=== WHAT YOU WILL DO ===
[1] Transcribe the stretch of the blog post about the rumor from "Tiffany informed my" through "name is Lyn.".
[2] Answer these from the blog post about the rumor:
(a) How many minutes before writing did the writer step out of the best friend's car?
(b) What name does the writer give for the girl who was in love with the cousin?
(c) Which part of the story led Tiffany to judge that the rumor wasn't true?
[3] Resume the blog post about the rumor from its last sentence and keep writing.

=== DOCUMENT SECTION ===
=====

Friday, January 23, 2009

The punch that you never see coming, that's the hardest one.

I was blind-sided today. I am rarely taken off guard. I like to know what's coming. It gives me longer to prepare my story, practice in the mirror, ready my alibi. There was no such preparation tonight, little forethought, and shock in amounts more ample that I care for. Let me explain.

I just stepped out of my bestfriend's car 5 minutes ago. We had our usual conversation that covered most of the events of the past week. I see her less and less, so there is much for us to discuss when we do see each other. We wove our way through the conversation and ended up in the rumors section. I made a reference about having fun at a club last Saturday and I sprung a trap. During a few seconds of contemplative silence she informed me that there was a rumor about me.

I would like to say "my stomach dropped" or that my "blood ran cold" but the truth is that it didn't. I was calm and collected. I maintain that my business is my business with people who aren't in my close circle, but realistically I expected that eventually someone would start something circulating about me. Tonight I wasn't disappointed.

Tiffany informed my that there was a rumor that I was seen out at a gay club last Saturday. Someone we know, a reasonably friendly associate of ours, said that they saw me, a short guy, and some shirtless guy hanging out together. I was struck dumb. I was dumber than dumb. I was Helen Keller.

I had spent a week fretting over whether Camille would blab about seeing me, and one of my own associates straight up was telling people. *Backstory* The girl was in love with my bestfriend's boyfriend's cousin [the one whose house we went to for new years]. She and I have a shared love of music, and she is very chill. She declared at the restaurant that we went to last Friday that she was going to become a lesbian because her feelings for the cousin were unrequited. I lauded the intrepidity of her decision. Her name is Lyn.

I, after recovering, laughed at the story. It hurt me to lie so blatantly. Ok, that's not true. It came to me naturally. I felt bad lying to my bestfriend, but the denial and a cover-up story spilled from my lips before I could debate whether or not to tell the truth. There were holes in the story and I quickly poked at them to make them bigger. Tiffany deemed that the rumor wasn't true because of the part about the shirtless guy. She didn't know anyone that I hang out with that seemed to fit the description. The truth was that they mistook Ben for a friend, instead of recognizing the reality of the situation. I was a little whore that night and I never really met the guy myself, but was flirting and making-out. I believe that Lyn might have seen that part and reported such, but Tiffany omitted it from the story out of deference for my perceived heterosexuality.

=====

=== RECORDED DATA ===
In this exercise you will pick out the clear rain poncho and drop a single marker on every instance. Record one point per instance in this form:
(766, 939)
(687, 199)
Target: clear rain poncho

=====

=== THE REPLIES ===
[1]
Tiffany informed my that there was a rumor that I was seen out at a gay club last Saturday. Someone we know, a reasonably friendly associate of ours, said that they saw me, a short guy, and some shirtless guy hanging out together. I was struck dumb. I was dumber than dumb. I was Helen Keller.

I had spent a week fretting over whether Camille would blab about seeing me, and one of my own associates straight up was telling people. *Backstory* The girl was in love with my bestfriend's boyfriend's cousin [the one whose house we went to for new years]. She and I have a shared love of music, and she is very chill. She declared at the restaurant that we went to last Friday that she was going to become a lesbian because her feelings for the cousin were unrequited. I lauded the intrepidity of her decision. Her name is Lyn.

[2]
(a) 5 minutes
(b) Lyn
(c) The part about the shirtless guy

[3]
Other than that the story was dead on. Apart of it made me wonder whether Tiffany had found my blog or not. I had already hinted for her to look on google's list of blogs. Could she really have found it? That possibility and an extra memory popped into my head. Earlier when I was in the club I heard someone call my name. Have you had the feeling that someone, like your mother, has called you when in reality you had only imagined it? I had that sensation, but dismissed it. I figured that I was just worried because it was my first night out.

Now, I am in a very interesting predicament. I had my mind sort of made up to ask David to go back to the club with me, but I can't go now. Tiff told me that the cousin and her boyfriend hadn't believe the story either. She paused noticeably to give me a chance to confess. I think it is reasonable to assume that I continued to play my role. I came up with the lie that there was only one gay club in or city and I had never been there before. And since Lyn was drunk when she "saw" me that added to the doubt factor and my story was accepted. What is funny is that Lyn came into the store last night. We spoke briefly and she shopped a bit. She didn't even mention the club. I find that strange in retrospect.

I also think I might have not played my role as well as I could have. Like I said, usually I have time. Tiffany might have begun to suspect something. Now, I gott bring home a girl......

14 comments:

Doug said...

So if you had a chance to go back and actually had time to debate what to tell Tiffany... would you have told her the same lie or would you have came out to her?

Being in the closet sucks... I had a close call today too.

E said...

I think I would tell her the truth. She deserves it.

Anonymous said...

I think she does too.

Doug said...

I hope that you will find an opportunity to tell her then. How do you think she will react once you tell her?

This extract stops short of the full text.